Coordinate labeling data
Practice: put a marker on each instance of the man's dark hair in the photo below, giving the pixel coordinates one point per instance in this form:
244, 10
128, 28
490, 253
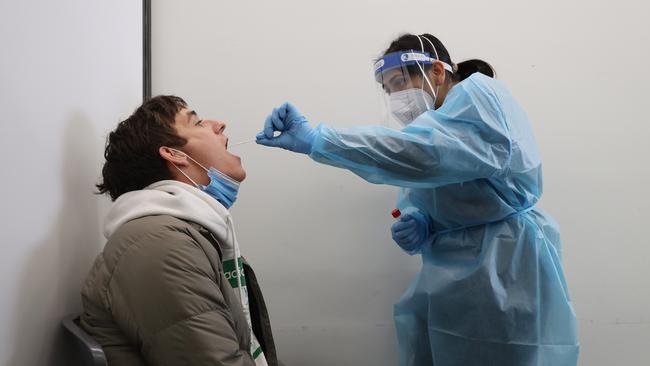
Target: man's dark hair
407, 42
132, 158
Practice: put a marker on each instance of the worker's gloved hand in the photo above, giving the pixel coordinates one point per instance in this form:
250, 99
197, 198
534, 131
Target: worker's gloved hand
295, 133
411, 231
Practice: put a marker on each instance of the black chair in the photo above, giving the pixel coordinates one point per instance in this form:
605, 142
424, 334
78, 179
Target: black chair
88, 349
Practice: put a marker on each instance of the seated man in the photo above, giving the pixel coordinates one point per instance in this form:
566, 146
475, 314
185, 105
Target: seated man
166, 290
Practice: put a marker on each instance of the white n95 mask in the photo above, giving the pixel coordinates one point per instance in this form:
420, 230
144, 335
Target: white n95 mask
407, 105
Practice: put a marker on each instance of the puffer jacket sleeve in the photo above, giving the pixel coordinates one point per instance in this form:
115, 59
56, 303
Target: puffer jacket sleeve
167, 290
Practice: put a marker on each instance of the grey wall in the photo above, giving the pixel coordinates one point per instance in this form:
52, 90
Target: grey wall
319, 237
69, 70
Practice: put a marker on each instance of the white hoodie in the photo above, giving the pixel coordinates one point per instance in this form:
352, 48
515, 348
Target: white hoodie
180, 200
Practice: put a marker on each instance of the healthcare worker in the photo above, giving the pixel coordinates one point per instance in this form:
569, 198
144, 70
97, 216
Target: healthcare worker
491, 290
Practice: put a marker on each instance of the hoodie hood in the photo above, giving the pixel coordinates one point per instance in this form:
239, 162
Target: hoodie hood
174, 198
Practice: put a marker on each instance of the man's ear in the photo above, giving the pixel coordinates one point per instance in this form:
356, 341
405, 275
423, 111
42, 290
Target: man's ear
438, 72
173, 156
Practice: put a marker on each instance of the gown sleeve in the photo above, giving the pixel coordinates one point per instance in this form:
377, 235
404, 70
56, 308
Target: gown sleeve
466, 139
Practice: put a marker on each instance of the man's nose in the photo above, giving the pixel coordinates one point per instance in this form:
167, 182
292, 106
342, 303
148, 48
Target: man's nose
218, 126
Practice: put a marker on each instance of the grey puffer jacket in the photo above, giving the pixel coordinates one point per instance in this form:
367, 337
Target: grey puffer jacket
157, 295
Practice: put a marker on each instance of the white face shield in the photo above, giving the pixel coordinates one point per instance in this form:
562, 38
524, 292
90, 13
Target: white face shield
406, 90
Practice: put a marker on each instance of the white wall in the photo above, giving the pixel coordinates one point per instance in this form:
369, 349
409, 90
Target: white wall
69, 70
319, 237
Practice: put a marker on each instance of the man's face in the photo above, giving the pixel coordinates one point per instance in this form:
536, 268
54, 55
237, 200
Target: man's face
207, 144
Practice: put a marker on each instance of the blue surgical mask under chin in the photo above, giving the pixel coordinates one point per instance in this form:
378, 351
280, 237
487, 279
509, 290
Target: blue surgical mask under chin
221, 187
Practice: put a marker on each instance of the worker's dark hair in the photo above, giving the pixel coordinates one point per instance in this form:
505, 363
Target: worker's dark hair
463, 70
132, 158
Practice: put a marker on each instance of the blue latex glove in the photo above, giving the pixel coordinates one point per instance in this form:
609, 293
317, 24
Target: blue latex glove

_Work to complete_
Format every line of all the items above as a numbered list, skipping any blank lines and leaving out the pictures.

_Correct response_
1. Practice: put a marker on each instance of the man's dark hair in the photo below, giving the pixel coordinates one point per instance in this form:
2. 244, 10
3. 128, 28
4. 490, 253
5. Target: man's dark hair
6. 407, 42
7. 132, 158
8. Practice: put a marker on each instance of the worker's gloved hand in the photo above, giving the pixel coordinates one point per instance in this form:
9. 250, 99
10. 197, 198
11. 534, 131
12. Target: worker's gloved hand
13. 295, 133
14. 411, 231
15. Practice: put a marker on each instance of the black chair in the photo above, giving the pixel coordinates one point per instance in this form:
16. 605, 142
17. 424, 334
18. 78, 179
19. Target: black chair
20. 88, 349
21. Practice: put a marker on each instance of the seated man in the photo above, giving the pixel coordinates one point per instance in this form:
22. 566, 146
23. 475, 314
24. 185, 105
25. Target: seated man
26. 166, 290
27. Practice: put a marker on each instance of the white n95 mask in the photo above, giving the pixel coordinates one point per instance in this form:
28. 420, 230
29. 144, 335
30. Target: white n95 mask
31. 407, 105
32. Practice: put a marker on each instance of the puffer jacket sleeve in the photo above, giving the pixel coordinates one point per instance in this form:
33. 115, 59
34. 56, 303
35. Target: puffer jacket sleeve
36. 167, 290
37. Practice: put a marker on each instance of the grey wall in the photo above, giving the pixel coordinates one point per instance in this form:
38. 52, 90
39. Target: grey wall
40. 319, 237
41. 69, 70
42. Practice: put a marker on each instance of the white hoodie in the photo above, giving the pixel coordinates one point per instance in this form:
43. 352, 48
44. 515, 348
45. Target: white hoodie
46. 180, 200
47. Practice: put a marker on each instance of the healthcare worker in the photo above, giving the pixel coordinates one point per instance in this form:
48. 569, 198
49. 144, 70
50. 97, 216
51. Target: healthcare worker
52. 491, 290
53. Practice: put a marker on each instance of the hoodie hood in the photo above, giving the pixel coordinates one point per instance in this form:
54. 239, 162
55. Target: hoodie hood
56. 174, 198
57. Practice: put a marker on each instance of the man's ear in the photo above, giving the pixel coordinates one point per instance in this form:
58. 356, 341
59. 405, 275
60. 423, 111
61. 42, 290
62. Target: man's ear
63. 438, 72
64. 173, 156
65. Practice: put a marker on each instance of the gown sleeve in the photo above, giving the pixel coordinates one point per instance in this form:
66. 377, 235
67. 404, 70
68. 56, 308
69. Target: gown sleeve
70. 466, 139
71. Practice: put a marker on each instance of the man's nose in the photo above, giving the pixel coordinates one point per instance in this form:
72. 167, 182
73. 292, 106
74. 342, 303
75. 148, 48
76. Target: man's nose
77. 218, 126
78. Practice: put a marker on each instance of the grey puffer jacket in the photo above, giving the pixel coordinates one point per instance in this form:
79. 367, 337
80. Target: grey puffer jacket
81. 157, 295
82. Practice: put a marker on each instance of the white face shield in the photo above, giving the pixel coordinates one point per instance in this form:
83. 562, 38
84. 524, 292
85. 90, 13
86. Target: white face shield
87. 406, 90
88. Practice: put a marker on each instance of the white wall in the photo above, giving the pixel coordinates one point per instance in this form:
89. 369, 349
90. 409, 90
91. Target: white wall
92. 69, 70
93. 319, 237
94. Practice: put a marker on each instance of the man's face in the photo above, giving the pixel coordinates one point per instance in this form:
95. 536, 268
96. 54, 55
97. 237, 200
98. Target: man's face
99. 207, 144
100. Practice: put a marker on each instance of the blue surgical mask under chin in the photo above, giving the pixel coordinates one point per instance in this form:
101. 378, 351
102. 280, 237
103. 487, 279
104. 509, 290
105. Target: blue surgical mask under chin
106. 221, 187
107. Practice: put a marker on each instance of the worker's dark hair in the photo above, giving the pixel coordinates one point per instance in this form:
108. 505, 363
109. Target: worker's dark hair
110. 463, 70
111. 132, 158
112. Practice: put a marker on each instance of the blue latex glove in the photo above, giving the pixel coordinates one point per instance in this form:
113. 609, 293
114. 317, 24
115. Target: blue latex glove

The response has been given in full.